MATERIAL SHOWN:
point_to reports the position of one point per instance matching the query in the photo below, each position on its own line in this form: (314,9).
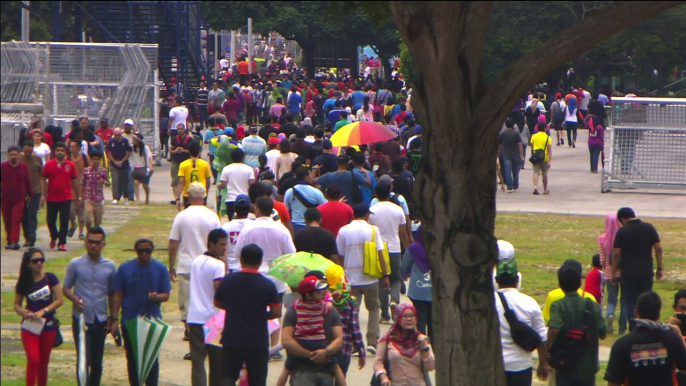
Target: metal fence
(69,80)
(647,144)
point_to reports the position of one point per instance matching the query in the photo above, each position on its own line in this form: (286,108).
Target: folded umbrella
(291,268)
(361,133)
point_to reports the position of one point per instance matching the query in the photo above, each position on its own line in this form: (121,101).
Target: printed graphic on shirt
(648,354)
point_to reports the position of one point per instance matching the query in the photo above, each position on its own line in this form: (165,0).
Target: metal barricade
(70,80)
(647,144)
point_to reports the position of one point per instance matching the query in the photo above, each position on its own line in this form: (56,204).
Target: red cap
(310,284)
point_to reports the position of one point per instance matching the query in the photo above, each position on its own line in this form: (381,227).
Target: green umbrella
(291,268)
(147,336)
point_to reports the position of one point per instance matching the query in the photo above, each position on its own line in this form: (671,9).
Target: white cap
(505,250)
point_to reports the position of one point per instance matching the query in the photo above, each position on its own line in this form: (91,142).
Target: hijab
(419,253)
(405,341)
(607,239)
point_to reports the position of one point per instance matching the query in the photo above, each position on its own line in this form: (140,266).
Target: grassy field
(542,243)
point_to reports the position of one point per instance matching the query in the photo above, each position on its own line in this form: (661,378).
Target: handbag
(372,265)
(58,337)
(522,334)
(387,365)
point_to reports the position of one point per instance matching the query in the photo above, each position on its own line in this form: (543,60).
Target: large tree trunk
(455,191)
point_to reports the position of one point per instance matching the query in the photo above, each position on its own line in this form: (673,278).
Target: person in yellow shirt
(192,170)
(542,141)
(558,293)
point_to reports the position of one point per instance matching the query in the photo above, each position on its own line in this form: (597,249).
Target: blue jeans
(511,167)
(595,156)
(632,288)
(612,295)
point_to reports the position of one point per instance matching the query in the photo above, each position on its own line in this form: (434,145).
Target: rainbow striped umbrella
(361,133)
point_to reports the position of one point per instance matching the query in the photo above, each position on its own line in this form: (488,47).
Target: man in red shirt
(105,132)
(15,188)
(335,214)
(61,188)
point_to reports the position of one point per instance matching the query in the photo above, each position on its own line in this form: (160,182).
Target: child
(595,280)
(311,310)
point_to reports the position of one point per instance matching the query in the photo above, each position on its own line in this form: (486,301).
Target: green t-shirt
(568,312)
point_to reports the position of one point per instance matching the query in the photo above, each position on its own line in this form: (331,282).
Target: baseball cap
(360,210)
(505,250)
(507,267)
(311,284)
(385,180)
(196,189)
(242,202)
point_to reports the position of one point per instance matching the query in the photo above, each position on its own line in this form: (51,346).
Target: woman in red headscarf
(404,356)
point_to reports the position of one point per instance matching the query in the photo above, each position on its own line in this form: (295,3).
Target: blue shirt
(294,102)
(296,208)
(420,283)
(357,98)
(92,282)
(136,282)
(344,181)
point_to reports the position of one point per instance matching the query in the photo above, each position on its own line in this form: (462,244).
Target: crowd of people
(282,187)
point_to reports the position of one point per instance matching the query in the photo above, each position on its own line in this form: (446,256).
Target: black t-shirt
(245,297)
(636,239)
(185,143)
(328,161)
(510,140)
(316,240)
(332,319)
(288,129)
(646,357)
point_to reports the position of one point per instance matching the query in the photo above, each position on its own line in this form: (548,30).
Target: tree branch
(567,44)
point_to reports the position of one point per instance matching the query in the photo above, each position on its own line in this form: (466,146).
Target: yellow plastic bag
(372,265)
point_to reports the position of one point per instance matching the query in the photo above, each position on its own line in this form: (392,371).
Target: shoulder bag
(522,334)
(372,265)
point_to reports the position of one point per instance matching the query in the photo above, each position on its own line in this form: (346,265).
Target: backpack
(522,334)
(568,348)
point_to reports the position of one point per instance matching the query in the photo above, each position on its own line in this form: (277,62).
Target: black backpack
(568,348)
(522,334)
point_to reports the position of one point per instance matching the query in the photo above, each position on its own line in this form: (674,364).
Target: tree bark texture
(455,192)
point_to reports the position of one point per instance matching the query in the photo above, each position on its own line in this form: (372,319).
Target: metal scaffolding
(647,144)
(59,82)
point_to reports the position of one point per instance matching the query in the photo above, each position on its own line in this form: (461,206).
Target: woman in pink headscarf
(404,356)
(606,243)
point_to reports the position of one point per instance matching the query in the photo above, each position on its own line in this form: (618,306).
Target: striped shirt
(254,147)
(93,181)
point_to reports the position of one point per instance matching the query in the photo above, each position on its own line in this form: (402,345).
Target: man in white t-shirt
(391,221)
(233,228)
(207,271)
(187,240)
(350,242)
(237,177)
(178,115)
(517,360)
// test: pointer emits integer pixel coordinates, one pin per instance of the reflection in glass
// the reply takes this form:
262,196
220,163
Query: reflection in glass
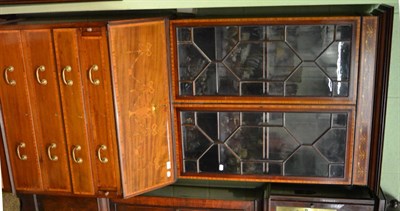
265,61
307,162
270,143
309,41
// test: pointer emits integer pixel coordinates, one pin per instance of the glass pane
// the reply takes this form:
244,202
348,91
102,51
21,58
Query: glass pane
186,88
246,61
276,89
307,127
194,142
190,166
309,80
281,61
206,83
228,84
309,40
276,32
209,161
208,122
229,162
248,143
251,33
252,118
307,162
204,38
335,61
252,88
339,120
340,89
336,171
252,168
187,118
184,34
274,118
280,143
191,61
344,32
228,123
227,37
333,145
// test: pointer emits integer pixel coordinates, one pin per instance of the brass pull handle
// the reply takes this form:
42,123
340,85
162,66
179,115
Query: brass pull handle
67,82
76,148
51,157
21,157
95,81
8,81
101,159
41,68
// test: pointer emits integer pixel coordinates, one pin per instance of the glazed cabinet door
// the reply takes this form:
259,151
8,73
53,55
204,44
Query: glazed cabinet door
99,107
46,107
17,114
141,94
66,43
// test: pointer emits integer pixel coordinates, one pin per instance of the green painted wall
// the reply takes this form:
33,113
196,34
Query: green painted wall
391,169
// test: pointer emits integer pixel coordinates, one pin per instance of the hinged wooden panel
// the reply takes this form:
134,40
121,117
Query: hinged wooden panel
96,78
67,54
365,99
141,94
45,97
17,114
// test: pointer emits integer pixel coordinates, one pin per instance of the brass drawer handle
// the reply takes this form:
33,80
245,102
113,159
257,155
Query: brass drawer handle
21,157
95,81
101,159
67,82
51,157
8,81
76,148
41,68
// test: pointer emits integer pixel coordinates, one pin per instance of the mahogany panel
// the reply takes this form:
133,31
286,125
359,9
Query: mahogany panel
144,203
365,98
299,100
46,105
141,94
65,203
67,55
17,115
5,177
96,78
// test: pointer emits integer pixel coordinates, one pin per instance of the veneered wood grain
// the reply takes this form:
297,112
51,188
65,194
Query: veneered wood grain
141,91
365,101
46,106
93,50
169,203
67,54
17,114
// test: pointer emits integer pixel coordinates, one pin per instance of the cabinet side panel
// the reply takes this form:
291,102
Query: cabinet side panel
140,78
66,45
17,114
365,99
45,98
93,52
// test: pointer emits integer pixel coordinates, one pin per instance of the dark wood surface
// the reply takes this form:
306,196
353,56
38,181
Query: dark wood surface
17,115
144,203
141,93
46,108
385,14
75,119
365,98
93,50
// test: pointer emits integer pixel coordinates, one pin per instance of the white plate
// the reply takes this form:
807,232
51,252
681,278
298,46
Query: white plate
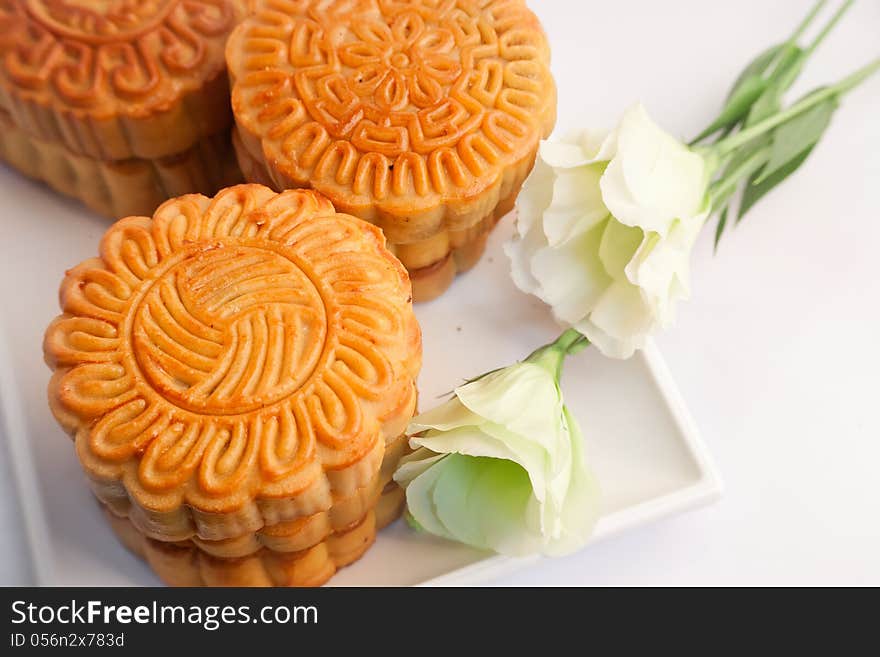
645,449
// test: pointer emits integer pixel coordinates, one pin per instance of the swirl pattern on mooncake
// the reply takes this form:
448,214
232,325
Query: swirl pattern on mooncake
234,362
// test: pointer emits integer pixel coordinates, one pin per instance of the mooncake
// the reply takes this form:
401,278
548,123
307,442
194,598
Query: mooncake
237,373
422,117
119,95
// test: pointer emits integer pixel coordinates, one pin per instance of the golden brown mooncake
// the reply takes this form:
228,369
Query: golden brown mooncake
422,117
184,564
117,79
122,187
234,363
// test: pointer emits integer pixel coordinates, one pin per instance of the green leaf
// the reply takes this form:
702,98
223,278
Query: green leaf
756,68
796,135
722,222
736,107
755,191
783,76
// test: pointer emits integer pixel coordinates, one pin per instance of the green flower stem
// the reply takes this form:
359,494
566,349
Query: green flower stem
827,29
727,145
722,189
551,356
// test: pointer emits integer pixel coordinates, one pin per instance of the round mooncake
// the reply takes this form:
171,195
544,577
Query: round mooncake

EXERCISE INSTRUCTIONS:
Lines that contain "round" are the result; find them in the entries above and copy each one.

YOUR SOLUTION:
// test: pointer emits integer pixel coordinates, one pin per instance of the round mooncake
Query: round mooncake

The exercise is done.